Studio album of cover songs by Ace Frehley
- Released: April 13, 2016
- Recorded: 2015
- Studios: The Creation Lab, Turlock, CA; Signature Sound, San Diego, CA; Ace in the Hole Studios West, San Diego, CA; The Nook, Studio City, CA; Spitfire Studio, Los Angeles, CA; Mike's Home Studio, Seattle, WA;
- Genre: Hard rock
- Length: 51:33
- Label: Entertainment One Music
- Producers: Ace Frehley, Warren Huart, Ken Gullic, Paul Stanley

Ace Frehley chronology
| Space Invader (2014) | Origins Vol. 1 (2016) | Spaceman (2018) |

Singles from Origins Vol. 1
- "White Room" Released: February 11, 2016;

= Origins Vol. 1 =

Origins Vol. 1 is the fifth studio album by American guitarist Ace Frehley, released on April 13, 2016 in Japan and April 15 in the United States. It is a covers album which features guest appearances from Slash, Lita Ford, John 5, Mike McCready, and Frehley's former Kiss bandmate Paul Stanley. The album was announced on February 11, 2016.

+ + + + + + +

SET TASK 1: According to the text on Origins Vol. 1, which label released the album?

+ + + + + + +

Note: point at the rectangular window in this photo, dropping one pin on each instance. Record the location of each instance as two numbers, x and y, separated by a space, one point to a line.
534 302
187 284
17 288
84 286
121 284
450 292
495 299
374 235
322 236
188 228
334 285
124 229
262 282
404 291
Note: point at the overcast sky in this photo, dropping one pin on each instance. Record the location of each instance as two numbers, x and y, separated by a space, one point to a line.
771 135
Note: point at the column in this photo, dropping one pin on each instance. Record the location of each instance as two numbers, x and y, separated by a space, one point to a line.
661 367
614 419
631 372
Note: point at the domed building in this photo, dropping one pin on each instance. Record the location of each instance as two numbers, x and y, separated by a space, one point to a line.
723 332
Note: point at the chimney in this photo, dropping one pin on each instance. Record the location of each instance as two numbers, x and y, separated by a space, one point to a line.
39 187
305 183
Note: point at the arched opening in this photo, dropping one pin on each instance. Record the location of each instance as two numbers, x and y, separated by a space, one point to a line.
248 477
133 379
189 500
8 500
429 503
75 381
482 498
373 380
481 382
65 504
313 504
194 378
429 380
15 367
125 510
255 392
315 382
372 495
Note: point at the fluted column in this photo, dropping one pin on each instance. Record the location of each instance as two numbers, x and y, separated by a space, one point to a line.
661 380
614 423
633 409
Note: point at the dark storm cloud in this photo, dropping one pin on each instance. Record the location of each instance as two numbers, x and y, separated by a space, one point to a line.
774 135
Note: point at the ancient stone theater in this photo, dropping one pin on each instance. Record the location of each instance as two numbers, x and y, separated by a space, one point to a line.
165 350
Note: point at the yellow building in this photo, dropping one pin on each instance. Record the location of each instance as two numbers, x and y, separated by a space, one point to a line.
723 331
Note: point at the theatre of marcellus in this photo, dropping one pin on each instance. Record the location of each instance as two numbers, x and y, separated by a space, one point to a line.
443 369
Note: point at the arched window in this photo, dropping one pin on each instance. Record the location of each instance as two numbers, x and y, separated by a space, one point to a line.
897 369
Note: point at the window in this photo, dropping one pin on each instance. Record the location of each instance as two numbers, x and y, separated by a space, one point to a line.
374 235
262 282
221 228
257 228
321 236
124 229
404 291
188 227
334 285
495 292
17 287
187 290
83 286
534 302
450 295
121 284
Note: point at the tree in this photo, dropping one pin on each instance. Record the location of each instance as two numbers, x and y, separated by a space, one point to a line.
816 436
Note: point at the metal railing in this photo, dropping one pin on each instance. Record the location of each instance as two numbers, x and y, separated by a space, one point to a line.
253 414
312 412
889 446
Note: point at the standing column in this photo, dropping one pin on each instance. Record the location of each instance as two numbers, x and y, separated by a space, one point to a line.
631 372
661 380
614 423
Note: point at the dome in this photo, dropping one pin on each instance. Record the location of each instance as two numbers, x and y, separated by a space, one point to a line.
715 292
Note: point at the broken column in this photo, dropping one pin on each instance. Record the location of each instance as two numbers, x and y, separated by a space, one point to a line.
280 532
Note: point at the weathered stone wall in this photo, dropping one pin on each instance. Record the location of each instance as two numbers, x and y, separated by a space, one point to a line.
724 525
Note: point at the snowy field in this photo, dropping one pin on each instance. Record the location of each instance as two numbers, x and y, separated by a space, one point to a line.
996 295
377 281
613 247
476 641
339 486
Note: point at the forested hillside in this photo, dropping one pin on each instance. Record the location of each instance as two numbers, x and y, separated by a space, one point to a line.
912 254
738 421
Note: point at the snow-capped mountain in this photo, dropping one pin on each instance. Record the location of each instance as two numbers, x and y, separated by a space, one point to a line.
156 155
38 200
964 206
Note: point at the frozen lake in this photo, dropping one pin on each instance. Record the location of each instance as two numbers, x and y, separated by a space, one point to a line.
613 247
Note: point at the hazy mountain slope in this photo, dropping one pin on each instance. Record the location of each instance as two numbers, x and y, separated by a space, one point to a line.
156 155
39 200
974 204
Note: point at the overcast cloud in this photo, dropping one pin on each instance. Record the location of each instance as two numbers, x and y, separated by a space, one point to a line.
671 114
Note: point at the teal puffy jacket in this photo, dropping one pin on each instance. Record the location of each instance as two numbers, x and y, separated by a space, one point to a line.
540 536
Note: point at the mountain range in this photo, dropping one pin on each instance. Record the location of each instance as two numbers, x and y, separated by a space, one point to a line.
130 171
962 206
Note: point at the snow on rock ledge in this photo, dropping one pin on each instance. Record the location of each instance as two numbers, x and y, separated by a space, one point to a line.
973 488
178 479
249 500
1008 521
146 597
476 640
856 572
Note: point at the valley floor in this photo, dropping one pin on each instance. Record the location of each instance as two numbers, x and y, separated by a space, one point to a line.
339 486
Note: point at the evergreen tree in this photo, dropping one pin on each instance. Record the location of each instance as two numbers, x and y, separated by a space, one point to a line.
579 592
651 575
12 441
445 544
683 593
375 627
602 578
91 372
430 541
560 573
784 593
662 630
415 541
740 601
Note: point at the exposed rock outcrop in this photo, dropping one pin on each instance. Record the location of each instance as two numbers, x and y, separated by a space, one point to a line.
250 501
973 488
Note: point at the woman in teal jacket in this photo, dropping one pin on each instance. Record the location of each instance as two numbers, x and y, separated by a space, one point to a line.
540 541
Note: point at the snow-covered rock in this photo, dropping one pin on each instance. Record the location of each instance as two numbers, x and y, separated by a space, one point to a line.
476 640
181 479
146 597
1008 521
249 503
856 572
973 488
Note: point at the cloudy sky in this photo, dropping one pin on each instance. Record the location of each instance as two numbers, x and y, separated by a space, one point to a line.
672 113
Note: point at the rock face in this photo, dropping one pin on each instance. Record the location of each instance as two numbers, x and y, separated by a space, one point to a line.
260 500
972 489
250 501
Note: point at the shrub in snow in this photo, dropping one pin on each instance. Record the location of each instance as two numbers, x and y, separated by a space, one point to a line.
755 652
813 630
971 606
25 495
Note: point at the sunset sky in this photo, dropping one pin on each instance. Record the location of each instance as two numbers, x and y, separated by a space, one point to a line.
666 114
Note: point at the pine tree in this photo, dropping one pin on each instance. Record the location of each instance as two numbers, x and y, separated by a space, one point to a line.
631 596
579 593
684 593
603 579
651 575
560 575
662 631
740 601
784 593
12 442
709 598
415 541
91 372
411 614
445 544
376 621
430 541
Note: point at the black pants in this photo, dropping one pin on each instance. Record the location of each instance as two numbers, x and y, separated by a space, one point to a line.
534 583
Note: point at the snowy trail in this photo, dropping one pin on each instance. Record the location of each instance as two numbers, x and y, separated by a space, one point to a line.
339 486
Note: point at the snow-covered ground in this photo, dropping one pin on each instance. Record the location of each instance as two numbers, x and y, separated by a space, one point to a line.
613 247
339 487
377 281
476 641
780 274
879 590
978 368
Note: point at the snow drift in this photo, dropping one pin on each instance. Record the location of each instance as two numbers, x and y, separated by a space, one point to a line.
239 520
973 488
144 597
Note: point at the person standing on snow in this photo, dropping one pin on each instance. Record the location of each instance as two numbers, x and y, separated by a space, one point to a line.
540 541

+ + + + + + +

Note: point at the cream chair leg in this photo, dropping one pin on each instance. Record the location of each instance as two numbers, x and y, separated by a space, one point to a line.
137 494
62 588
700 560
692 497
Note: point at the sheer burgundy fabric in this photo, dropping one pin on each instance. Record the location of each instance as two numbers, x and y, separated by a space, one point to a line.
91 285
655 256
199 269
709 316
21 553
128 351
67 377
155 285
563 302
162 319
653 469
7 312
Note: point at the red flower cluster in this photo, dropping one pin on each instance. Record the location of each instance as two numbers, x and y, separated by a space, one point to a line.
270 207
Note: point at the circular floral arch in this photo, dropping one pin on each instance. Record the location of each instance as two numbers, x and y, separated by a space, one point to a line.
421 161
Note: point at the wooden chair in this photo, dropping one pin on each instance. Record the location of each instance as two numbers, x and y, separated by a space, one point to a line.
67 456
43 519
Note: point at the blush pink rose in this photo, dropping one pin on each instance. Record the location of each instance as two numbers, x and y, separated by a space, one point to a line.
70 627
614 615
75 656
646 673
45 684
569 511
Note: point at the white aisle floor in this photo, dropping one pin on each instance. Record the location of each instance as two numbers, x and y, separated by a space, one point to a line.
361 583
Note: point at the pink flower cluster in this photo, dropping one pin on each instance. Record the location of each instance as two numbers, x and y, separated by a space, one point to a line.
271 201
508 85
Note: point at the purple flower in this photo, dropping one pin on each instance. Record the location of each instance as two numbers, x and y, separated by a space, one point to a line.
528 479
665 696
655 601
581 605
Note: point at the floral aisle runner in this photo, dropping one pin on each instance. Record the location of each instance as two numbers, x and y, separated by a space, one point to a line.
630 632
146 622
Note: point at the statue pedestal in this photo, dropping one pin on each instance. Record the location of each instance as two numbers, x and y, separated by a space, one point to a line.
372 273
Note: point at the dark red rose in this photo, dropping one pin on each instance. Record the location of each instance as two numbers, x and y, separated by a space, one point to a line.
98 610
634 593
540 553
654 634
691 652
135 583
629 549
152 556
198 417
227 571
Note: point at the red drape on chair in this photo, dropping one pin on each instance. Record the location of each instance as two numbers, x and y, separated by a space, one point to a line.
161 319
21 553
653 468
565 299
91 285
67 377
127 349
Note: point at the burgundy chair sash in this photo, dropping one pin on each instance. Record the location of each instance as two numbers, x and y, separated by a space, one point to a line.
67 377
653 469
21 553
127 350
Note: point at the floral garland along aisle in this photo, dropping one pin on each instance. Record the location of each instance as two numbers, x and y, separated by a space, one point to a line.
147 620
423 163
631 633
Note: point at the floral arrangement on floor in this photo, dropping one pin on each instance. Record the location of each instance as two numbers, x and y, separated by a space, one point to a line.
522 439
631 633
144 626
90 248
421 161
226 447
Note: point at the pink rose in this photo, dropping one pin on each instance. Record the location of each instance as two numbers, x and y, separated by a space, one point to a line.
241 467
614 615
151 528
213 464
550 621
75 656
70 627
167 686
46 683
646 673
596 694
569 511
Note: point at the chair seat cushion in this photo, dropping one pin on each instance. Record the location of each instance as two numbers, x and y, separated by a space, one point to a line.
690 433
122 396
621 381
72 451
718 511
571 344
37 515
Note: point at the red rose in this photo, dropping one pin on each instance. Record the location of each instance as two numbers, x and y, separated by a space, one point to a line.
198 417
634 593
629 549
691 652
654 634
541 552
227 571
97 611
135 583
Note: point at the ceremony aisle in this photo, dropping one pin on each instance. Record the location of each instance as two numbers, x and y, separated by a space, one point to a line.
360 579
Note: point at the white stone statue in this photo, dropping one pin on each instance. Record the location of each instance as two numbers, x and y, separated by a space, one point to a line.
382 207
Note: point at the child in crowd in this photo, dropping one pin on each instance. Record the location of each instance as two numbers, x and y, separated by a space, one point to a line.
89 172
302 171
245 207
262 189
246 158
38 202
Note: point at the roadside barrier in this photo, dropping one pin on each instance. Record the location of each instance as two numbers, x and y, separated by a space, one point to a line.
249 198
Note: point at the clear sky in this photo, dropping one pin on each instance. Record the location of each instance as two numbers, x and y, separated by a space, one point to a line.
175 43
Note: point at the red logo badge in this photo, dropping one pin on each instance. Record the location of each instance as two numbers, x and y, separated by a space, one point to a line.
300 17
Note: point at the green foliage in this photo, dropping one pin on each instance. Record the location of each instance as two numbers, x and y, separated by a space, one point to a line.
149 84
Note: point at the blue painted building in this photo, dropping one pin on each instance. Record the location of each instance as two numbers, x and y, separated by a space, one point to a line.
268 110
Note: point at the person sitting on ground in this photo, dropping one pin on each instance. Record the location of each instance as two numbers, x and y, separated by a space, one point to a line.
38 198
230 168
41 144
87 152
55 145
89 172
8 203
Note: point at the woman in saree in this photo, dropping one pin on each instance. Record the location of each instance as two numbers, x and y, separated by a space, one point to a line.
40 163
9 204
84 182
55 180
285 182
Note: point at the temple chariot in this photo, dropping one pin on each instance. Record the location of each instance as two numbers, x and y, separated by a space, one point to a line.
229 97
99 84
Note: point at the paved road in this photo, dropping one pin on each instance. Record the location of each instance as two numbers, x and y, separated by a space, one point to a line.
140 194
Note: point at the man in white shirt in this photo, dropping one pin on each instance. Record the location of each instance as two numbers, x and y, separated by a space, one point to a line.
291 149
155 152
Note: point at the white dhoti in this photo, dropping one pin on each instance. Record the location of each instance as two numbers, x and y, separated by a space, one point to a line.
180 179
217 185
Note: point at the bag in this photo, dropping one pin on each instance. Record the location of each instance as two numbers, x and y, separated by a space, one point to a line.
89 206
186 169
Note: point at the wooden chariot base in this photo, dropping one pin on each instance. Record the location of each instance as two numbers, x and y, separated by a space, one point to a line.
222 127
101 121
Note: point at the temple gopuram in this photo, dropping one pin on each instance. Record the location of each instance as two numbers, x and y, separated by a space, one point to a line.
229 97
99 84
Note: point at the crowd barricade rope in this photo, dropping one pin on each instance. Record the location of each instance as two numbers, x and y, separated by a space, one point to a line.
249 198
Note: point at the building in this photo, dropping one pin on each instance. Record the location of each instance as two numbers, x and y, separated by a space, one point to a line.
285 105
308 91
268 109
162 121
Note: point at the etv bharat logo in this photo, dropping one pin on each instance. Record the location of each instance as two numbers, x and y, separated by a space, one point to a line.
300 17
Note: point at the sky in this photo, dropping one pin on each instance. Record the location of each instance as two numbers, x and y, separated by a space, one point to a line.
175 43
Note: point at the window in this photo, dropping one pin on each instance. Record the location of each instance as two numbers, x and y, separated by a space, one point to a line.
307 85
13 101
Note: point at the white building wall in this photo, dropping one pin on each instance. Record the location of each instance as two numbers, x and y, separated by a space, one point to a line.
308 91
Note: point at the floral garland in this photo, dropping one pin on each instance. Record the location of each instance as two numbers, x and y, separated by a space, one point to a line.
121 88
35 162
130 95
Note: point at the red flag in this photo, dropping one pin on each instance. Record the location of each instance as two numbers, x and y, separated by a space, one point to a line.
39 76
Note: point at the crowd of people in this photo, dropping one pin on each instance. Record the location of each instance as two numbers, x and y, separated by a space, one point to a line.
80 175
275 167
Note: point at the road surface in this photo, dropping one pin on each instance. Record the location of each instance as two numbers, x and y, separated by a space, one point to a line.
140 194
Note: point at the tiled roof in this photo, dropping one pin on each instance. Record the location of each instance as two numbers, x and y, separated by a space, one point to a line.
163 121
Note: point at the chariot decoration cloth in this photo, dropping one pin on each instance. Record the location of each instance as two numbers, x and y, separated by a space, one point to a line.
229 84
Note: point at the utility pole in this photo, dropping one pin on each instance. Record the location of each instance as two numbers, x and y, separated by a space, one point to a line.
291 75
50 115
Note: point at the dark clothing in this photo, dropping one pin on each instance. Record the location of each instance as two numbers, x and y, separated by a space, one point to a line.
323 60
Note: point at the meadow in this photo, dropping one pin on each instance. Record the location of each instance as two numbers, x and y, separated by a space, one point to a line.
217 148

+ + + + + + +

SET TASK 2: Return every line of the records that contains the word "flower", matching case exactly.

FULL OUTPUT 1: Entertainment One Music

FULL OUTPUT 2:
Note: point at the red flower cluster in this photo, dropping one pin on each instance. Record the location of each instance as two numbers, x and y, separated by a space, one point to a line.
Note: point at the pink flower cluster in this photo, dropping one pin on each instance. Record the location of each instance as two numbers, x and y, separated by a space, one point to a line.
Note: point at the purple flower in this photo, dropping one pin on each instance. Record the location of each instance as two numbers, x and y, separated by a space, one point to a line.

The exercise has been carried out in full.